**Consigne 1**
Redimensionnez les lignes de données, de la ligne contenant « Place one keypoint on each instance of the red tile » jusqu'à la dernière ligne de données incluse. Recopiez chacune de ces lignes, consignes comprises, en multipliant par 2,1 chaque coordonnée des réponses et en arrondissant à l'entier le plus proche, les demis vers le haut.

**Texte source**
Plus sérieusement, si tu penses qu'elle a du talent, dis-le tout bêtement : "Gertrude, je pense que tu as un réel talent de photographe : ta photo de mémé dans les orties est très réussie !".  
Mais si tu voulais juste une formule toute faite pour lui laisser croire qu'elle a du talent alors utilise les expressions qu'on t'a proposées.


----------



## timboleicester

KaRiNe_Fr said:
			
		

> Les deux mon général !
> Plus sérieusement, si tu penses qu'elle a du talent, dis-le tout bêtement : "Gertrude, je pense que tu as un réel talent de photographe : ta photo de mémé dans les orties est très réussie !".
> Mais si tu voulais juste une formule toute faite pour lui laisser croire qu'elle a du talent alors utilise les expressions qu'on t'a proposées.


 
et n'oublies pas de pousser grand'mere dans les orties!


----------



## scandalously in love

lol... je vois... 

mais ce n'était rien de sérieux... plutôt un commentaire en passant, qu'elle a du talent....  un commentaire legé et court, mais sincère


----------



## Cath.S.

scandalously in love said:
			
		

> lol... je vois...
> 
> mais ce n'était rien de sérieux... plutôt un commentaire en passant, qu'elle a du talent.... un commentaire l*é*g*er* et court, mais sincère


Alors moi je lui aurais dit :
« _Tu as un bon coup d'oeil, tu devrais persévérer en photo._ »


----------



## KaRiNe_Fr

egueule said:
			
		

> Alors moi je lui aurais dit :
> « _Tu as un bon coup d'oeil, tu devrais persévérer en photo._ »


Oui, oui, tu as l'oeil c'est bon ça !  
Une petite citation de Cartier Bresson (l'oeil du siècle ?) qui me plaît beaucoup en passant :
"Photographier, c'est mettre sur la même ligne de mire la tête, l'oeil, et le coeur".

**Lignes extraites**
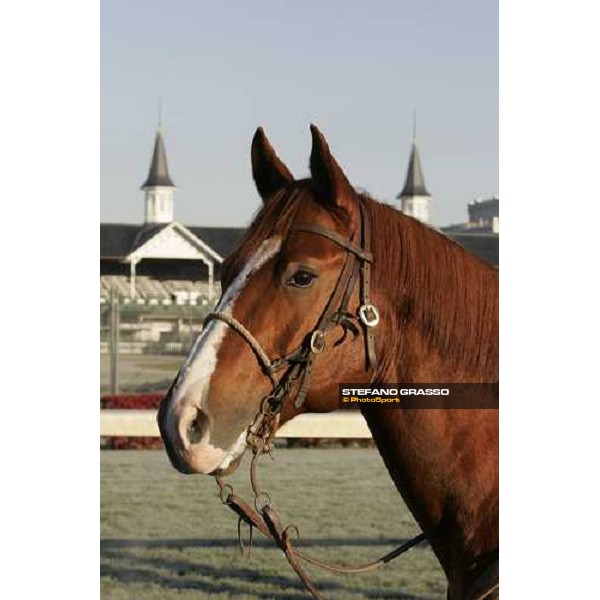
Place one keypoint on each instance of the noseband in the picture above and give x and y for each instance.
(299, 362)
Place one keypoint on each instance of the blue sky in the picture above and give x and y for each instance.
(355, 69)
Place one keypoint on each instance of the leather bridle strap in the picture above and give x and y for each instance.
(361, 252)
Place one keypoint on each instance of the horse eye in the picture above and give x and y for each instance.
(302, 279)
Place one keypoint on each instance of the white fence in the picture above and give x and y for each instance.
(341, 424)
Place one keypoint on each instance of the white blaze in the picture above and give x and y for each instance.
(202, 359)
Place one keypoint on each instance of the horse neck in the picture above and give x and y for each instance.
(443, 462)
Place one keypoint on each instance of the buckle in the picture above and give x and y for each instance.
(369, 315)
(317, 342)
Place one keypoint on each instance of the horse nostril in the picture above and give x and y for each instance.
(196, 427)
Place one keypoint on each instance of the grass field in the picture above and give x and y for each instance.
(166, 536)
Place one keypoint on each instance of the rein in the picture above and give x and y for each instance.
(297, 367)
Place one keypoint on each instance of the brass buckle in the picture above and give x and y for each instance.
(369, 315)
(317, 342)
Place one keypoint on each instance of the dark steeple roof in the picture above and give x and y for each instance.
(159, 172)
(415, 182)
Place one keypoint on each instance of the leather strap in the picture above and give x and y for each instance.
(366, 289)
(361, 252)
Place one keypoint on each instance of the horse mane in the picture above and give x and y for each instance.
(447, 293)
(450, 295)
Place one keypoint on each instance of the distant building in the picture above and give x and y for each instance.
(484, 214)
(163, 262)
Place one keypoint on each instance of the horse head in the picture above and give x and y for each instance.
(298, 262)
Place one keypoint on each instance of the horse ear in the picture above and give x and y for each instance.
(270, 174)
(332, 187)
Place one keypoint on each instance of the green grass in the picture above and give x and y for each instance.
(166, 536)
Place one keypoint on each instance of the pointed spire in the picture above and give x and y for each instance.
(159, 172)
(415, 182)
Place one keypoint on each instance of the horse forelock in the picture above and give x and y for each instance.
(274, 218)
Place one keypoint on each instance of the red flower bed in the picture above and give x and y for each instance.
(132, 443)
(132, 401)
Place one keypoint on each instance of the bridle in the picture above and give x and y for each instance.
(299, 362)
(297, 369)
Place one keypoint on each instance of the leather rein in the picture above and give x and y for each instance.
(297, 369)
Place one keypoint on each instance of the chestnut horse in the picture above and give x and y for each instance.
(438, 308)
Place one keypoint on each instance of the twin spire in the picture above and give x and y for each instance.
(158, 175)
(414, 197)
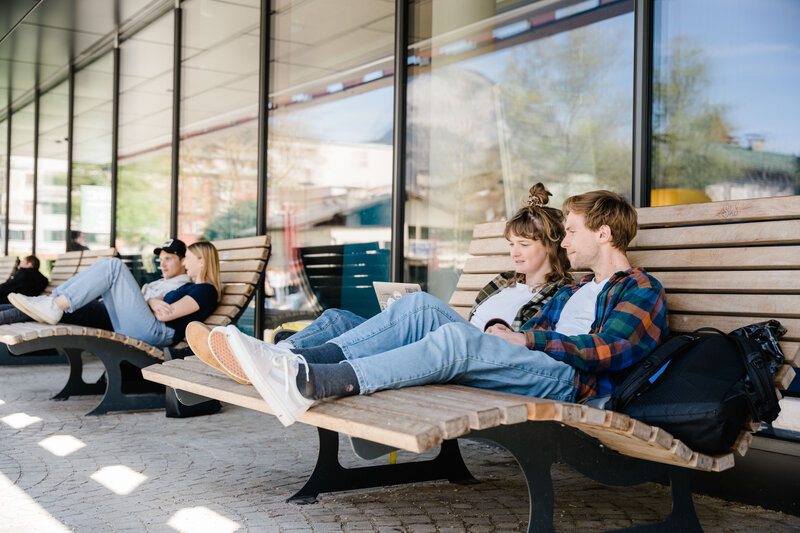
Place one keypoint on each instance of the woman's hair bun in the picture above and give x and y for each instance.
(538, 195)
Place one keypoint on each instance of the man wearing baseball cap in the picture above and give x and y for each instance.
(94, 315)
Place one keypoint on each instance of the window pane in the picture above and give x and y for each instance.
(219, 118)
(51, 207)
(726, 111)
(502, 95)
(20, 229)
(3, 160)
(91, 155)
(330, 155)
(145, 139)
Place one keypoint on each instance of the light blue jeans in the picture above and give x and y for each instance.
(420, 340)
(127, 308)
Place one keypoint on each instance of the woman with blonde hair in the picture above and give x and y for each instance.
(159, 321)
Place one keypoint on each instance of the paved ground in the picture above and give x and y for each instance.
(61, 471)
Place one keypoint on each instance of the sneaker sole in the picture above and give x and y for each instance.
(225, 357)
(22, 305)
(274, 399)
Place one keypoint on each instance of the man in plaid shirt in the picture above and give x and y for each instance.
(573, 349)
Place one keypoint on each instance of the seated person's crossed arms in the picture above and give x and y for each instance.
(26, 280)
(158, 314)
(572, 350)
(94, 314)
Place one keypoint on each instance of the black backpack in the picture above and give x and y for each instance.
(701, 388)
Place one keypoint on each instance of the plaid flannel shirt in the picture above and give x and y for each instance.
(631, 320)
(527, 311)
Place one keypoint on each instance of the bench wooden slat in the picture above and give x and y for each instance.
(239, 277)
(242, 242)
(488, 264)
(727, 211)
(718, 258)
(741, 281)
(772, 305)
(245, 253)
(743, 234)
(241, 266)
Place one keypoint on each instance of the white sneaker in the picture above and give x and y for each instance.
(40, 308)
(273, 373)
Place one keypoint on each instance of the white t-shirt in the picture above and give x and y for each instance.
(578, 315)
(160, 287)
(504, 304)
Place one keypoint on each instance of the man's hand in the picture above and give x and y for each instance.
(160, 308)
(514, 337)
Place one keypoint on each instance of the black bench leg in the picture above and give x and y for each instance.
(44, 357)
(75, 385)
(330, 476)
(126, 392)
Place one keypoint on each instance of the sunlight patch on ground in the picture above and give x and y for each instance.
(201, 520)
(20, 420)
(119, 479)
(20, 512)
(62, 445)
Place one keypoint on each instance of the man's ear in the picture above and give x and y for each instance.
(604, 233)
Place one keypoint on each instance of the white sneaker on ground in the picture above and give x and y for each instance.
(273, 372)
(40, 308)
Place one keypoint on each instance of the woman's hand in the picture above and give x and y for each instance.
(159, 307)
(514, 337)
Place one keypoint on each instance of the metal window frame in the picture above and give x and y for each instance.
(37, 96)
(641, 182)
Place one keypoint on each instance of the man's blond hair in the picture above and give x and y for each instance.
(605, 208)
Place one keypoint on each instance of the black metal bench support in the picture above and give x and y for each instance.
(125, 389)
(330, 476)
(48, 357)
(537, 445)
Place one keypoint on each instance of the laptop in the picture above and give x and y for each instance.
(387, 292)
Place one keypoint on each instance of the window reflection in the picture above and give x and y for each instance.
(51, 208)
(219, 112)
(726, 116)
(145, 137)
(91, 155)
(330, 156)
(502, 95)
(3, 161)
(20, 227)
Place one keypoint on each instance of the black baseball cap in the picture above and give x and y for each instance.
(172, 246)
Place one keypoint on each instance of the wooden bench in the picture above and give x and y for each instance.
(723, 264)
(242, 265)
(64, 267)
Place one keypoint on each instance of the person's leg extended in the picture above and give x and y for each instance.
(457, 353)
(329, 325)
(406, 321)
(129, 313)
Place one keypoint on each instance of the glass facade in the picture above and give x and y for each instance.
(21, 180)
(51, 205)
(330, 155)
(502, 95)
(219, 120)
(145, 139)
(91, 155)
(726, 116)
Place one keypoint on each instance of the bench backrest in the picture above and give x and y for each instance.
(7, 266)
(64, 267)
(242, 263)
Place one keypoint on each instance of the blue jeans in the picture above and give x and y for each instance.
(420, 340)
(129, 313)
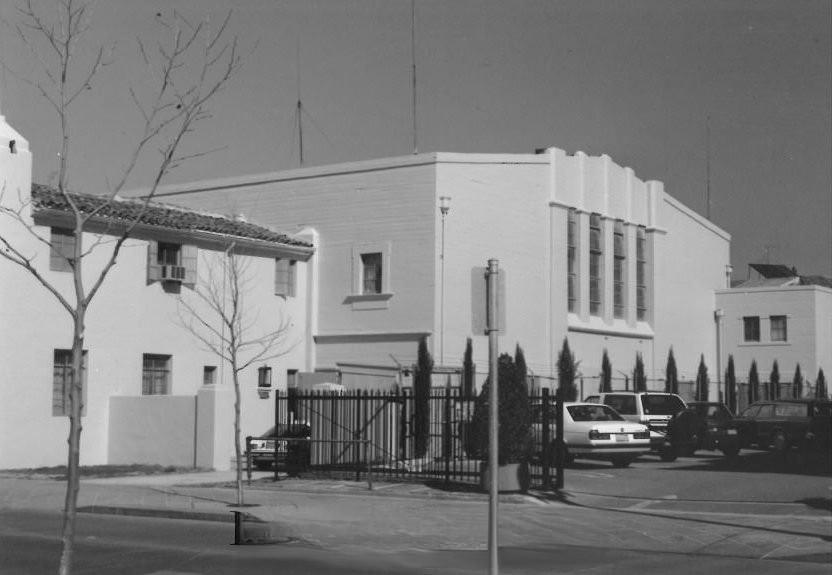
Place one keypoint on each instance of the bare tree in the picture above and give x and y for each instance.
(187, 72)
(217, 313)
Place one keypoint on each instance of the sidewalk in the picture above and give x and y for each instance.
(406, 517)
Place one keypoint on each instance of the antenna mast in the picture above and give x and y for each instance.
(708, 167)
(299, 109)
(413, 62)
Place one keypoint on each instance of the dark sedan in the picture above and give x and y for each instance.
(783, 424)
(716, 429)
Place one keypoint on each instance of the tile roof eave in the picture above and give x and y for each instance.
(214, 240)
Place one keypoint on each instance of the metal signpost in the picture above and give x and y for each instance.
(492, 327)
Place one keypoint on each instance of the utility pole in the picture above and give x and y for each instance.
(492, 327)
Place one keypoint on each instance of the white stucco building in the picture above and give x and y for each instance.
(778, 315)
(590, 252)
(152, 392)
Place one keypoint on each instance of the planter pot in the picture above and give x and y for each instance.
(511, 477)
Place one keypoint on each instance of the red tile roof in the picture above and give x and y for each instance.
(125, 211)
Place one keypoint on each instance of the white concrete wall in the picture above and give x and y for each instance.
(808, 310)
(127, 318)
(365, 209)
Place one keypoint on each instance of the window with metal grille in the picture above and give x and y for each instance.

**Consigne 2**
Reproduisez fidèlement le passage de la discussion sur le talent en photographie qui va de « ## timboleicester » jusqu'à « dans les orties! » inclus.

**Réponse complète 1**
Place one keypoint on each instance of the red tile roof in the picture above and give x and y for each instance.
(263, 443)
Place one keypoint on each instance of the white concrete wall in the picture above and give x and y for each instance.
(1697, 651)
(267, 668)
(767, 439)
Place one keypoint on each instance of the window with metal grille in the picture above and give x and y for each instance.

**Réponse complète 2**
## timboleicester

KaRiNe_Fr said:
			
		

> Les deux mon général !
> Plus sérieusement, si tu penses qu'elle a du talent, dis-le tout bêtement : "Gertrude, je pense que tu as un réel talent de photographe : ta photo de mémé dans les orties est très réussie !".
> Mais si tu voulais juste une formule toute faite pour lui laisser croire qu'elle a du talent alors utilise les expressions qu'on t'a proposées.


 
et n'oublies pas de pousser grand'mere dans les orties!